* **TASK**
Give back the data in full. Leave nothing out.

* **THE DATA**
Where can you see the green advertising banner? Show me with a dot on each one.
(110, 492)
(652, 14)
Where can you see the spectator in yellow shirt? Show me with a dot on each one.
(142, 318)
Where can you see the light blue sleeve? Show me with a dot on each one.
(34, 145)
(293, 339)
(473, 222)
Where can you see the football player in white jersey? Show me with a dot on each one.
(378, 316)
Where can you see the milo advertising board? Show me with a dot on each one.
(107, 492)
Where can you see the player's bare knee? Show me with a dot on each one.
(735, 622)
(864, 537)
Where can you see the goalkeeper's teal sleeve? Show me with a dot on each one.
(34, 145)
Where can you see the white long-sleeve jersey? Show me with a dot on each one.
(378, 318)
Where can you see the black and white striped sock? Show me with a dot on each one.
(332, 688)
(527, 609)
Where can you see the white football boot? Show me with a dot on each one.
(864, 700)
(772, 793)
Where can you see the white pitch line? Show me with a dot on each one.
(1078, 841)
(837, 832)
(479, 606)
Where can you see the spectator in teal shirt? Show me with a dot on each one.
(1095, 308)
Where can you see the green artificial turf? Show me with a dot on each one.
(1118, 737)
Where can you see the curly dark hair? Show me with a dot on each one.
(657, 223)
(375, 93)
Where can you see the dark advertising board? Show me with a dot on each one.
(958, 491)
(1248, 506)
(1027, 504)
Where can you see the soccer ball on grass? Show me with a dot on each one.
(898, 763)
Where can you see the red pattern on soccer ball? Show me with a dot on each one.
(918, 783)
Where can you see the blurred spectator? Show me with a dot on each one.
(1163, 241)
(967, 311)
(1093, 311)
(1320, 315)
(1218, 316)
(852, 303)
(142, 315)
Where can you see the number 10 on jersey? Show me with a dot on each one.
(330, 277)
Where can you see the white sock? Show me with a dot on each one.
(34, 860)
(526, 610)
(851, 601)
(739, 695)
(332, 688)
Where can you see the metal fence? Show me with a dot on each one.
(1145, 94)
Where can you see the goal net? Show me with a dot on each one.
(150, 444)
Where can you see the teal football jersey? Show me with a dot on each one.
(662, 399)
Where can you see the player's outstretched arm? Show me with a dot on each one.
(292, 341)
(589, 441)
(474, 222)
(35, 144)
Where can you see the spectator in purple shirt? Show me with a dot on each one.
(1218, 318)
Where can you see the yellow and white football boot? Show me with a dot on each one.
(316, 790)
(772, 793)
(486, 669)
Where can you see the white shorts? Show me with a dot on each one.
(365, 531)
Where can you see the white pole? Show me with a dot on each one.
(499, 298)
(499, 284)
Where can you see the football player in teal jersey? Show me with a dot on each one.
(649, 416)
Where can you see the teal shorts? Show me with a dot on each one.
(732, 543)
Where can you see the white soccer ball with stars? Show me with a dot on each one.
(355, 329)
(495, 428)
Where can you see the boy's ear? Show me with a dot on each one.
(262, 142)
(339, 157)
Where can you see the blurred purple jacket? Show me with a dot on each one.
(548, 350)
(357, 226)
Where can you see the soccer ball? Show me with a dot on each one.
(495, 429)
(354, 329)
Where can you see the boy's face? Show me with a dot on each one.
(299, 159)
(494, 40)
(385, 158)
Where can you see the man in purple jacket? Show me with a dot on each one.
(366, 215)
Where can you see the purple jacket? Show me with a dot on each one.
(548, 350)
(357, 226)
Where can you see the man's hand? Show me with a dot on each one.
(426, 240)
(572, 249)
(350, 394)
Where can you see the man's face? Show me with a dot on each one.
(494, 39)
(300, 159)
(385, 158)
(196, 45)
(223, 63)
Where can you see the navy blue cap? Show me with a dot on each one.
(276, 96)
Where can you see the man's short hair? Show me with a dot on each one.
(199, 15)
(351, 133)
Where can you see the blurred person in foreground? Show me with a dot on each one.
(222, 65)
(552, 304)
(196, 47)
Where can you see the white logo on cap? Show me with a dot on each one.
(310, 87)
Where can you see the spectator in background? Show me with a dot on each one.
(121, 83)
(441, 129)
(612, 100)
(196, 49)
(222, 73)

* **OUTPUT BELOW**
Where can you see the green advertising banner? Show me with a dot on each one.
(110, 492)
(652, 14)
Where can you see the spectator in yellow shirt? Show me with a dot on each one.
(142, 318)
Where can you see the light blue sleeve? Show me with a dot on each one.
(34, 145)
(293, 339)
(473, 222)
Where can you see the football player in white jersey? Show me with a dot on each one.
(378, 316)
Where can you see the milo advertising board? Show me with a dot on each one.
(107, 492)
Where can you see the player's bare knee? Show me with a dot on each one.
(735, 622)
(864, 537)
Where can you see the goalkeeper's teal sleeve? Show me with a dot on each one.
(34, 145)
Where can you see the white long-sleeve jersey? Show me with a dot on each one.
(378, 318)
Where can you see the black and white striped sock? Show me with a dot on each one.
(332, 688)
(527, 609)
Where can you see the white football boot? Show me with a dot on each one.
(864, 700)
(772, 793)
Where can you see the white pitch line? Show me with a dot on each one.
(1078, 841)
(837, 832)
(479, 606)
Where can you see the spectator in teal shirt? Show me with a dot on each one.
(1095, 308)
Where can you see the green artificial turf? Show me with a dot on each one.
(1118, 737)
Where can you see the curly dark hair? Show me with a dot on each one.
(657, 223)
(375, 93)
Where can you see the dark advertising board? Show me with a dot on each one.
(958, 491)
(1248, 506)
(1027, 504)
Where can you see the soccer ball on grass? Show me with a dot on each one.
(898, 763)
Where can you see the red pattern on soccer ball? Show me with a dot on each one.
(918, 783)
Where can you see the blurred spectator? Show me with a dot on each one.
(1163, 241)
(967, 311)
(1093, 311)
(1320, 315)
(1218, 316)
(852, 303)
(142, 315)
Where can you see the number 10 on jersey? Show me with a dot on each one.
(330, 277)
Where can you see the white sock? Show me with a dot on each one.
(34, 860)
(526, 610)
(851, 601)
(739, 695)
(332, 688)
Where can you see the metal fence? Show me with a dot on each one.
(1145, 94)
Where can you see the goal net? Show me with a dot on each one.
(150, 444)
Where can you see the teal football jersey? Show me with a dot on each one.
(662, 399)
Where can you see the player's outstretched arm? Show me with a dot on each one.
(292, 341)
(589, 441)
(474, 222)
(35, 144)
Where can you see the spectator in purple shirt? Show me with a dot on each one.
(1218, 318)
Where can you see the yellow and white football boot? Show me with a dot on each one.
(316, 790)
(772, 793)
(486, 669)
Where can you see the white shorts? Show me with a dot on each one.
(365, 531)
Where can you see the white pole? Show me with a dot on each one.
(499, 298)
(499, 284)
Where can you see the football player in teal jersey? Show me with a dot on each one.
(649, 416)
Where can you see the teal shorts? Show me with a dot on each one.
(732, 543)
Where can you see the white soccer ball with stars? Show me with a dot on each one.
(355, 329)
(495, 428)
Where can you see the boy's ear? Show me with a dot on each one.
(262, 142)
(339, 157)
Where can you see the blurred purple jacket? Show me with a dot on each one.
(548, 350)
(357, 226)
Where can you see the soccer ball? Show me with a dot on each one.
(495, 429)
(354, 329)
Where can you see the boy's face? Show me with a dot on each one.
(299, 159)
(494, 40)
(385, 158)
Where can you see the man in purple jacket? Show me with a dot on each one.
(366, 215)
Where can you see the purple jacket? Show me with a dot on each one.
(548, 350)
(357, 226)
Where can you see the man's hand? Show me with a dot on each one.
(426, 240)
(572, 249)
(350, 394)
Where can you see the man's face? Show me with a dot on each one.
(494, 39)
(300, 159)
(385, 158)
(196, 45)
(223, 63)
Where can you see the navy blue cap? Show me with a dot on each one.
(276, 96)
Where can you see the man's short hair? Show me with a dot on each one.
(199, 15)
(351, 133)
Where can you see the blurred person in foreground? Show me with a dot on each one.
(222, 65)
(552, 304)
(196, 47)
Where can you see the white logo on cap? Show me with a dot on each one.
(310, 87)
Where can you see the spectator in background? Show me with a dot on each one.
(121, 83)
(441, 129)
(612, 100)
(196, 49)
(222, 73)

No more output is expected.